[Begin Extracted material]

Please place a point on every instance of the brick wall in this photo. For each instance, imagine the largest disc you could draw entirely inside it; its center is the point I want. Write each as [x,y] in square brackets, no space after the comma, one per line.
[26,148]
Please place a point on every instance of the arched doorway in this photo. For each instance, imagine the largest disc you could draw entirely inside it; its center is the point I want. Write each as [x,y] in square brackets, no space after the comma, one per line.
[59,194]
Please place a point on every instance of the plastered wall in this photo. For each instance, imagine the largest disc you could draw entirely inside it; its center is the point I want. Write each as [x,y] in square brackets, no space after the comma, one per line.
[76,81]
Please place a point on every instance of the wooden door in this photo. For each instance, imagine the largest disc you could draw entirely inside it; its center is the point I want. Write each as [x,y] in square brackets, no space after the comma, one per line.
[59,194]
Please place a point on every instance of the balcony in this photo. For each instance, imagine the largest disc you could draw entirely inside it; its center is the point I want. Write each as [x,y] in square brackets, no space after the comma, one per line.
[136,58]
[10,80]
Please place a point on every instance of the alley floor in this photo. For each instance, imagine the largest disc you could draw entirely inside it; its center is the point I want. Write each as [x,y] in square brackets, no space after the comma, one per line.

[End Extracted material]

Your goal
Can you rewrite all of the material above, requests included, with every point coordinate in the answers multiplied by 1.45 and rounded to a whole number, halves going up? The requests and their format samples stay as they are.

Solution to this task
Please place a point on every instance of the brick wall in this photo. For each instance, imagine the largest disc you could draw entirely inside it; its center is the point I want. Write each as [x,y] in square brackets, no space after the comma, one per line.
[38,215]
Please place a point on every instance of the arched doorway in this photo. For each instance, imagine the largest disc you could draw entirely inside it; its center is the point I want. Write each as [x,y] in square brackets, no space after the comma, one per line.
[86,281]
Please place a point on every instance of the plastered wall in this photo. For each instance, imagine the largest disc you could draw entirely inside it; its center is the point I want. Write each as [x,y] in square brackets, no space after the comma, one per line.
[110,117]
Please place a point on every instance of the wooden door in this photo. For each instance, imagine the largest disc you could draw entirely inside it; its center is the point I want. Write each as [x,y] in square brackets, no space after the comma, one per line.
[86,281]
Please place a point on every instance of the balcony in this photo. For each instance, imagine the largest disc you could draw entirely inside it; its center is the point I want. Write each as [x,y] in square brackets, no space after the comma, one per line.
[197,84]
[15,116]
Please place a point on every instance of the alley floor in this photo. For each instance, imagine the largest disc you could draw entirely inside it; its center is the point I want. Write each as [x,y] in square brackets, no space after the comma, one per line.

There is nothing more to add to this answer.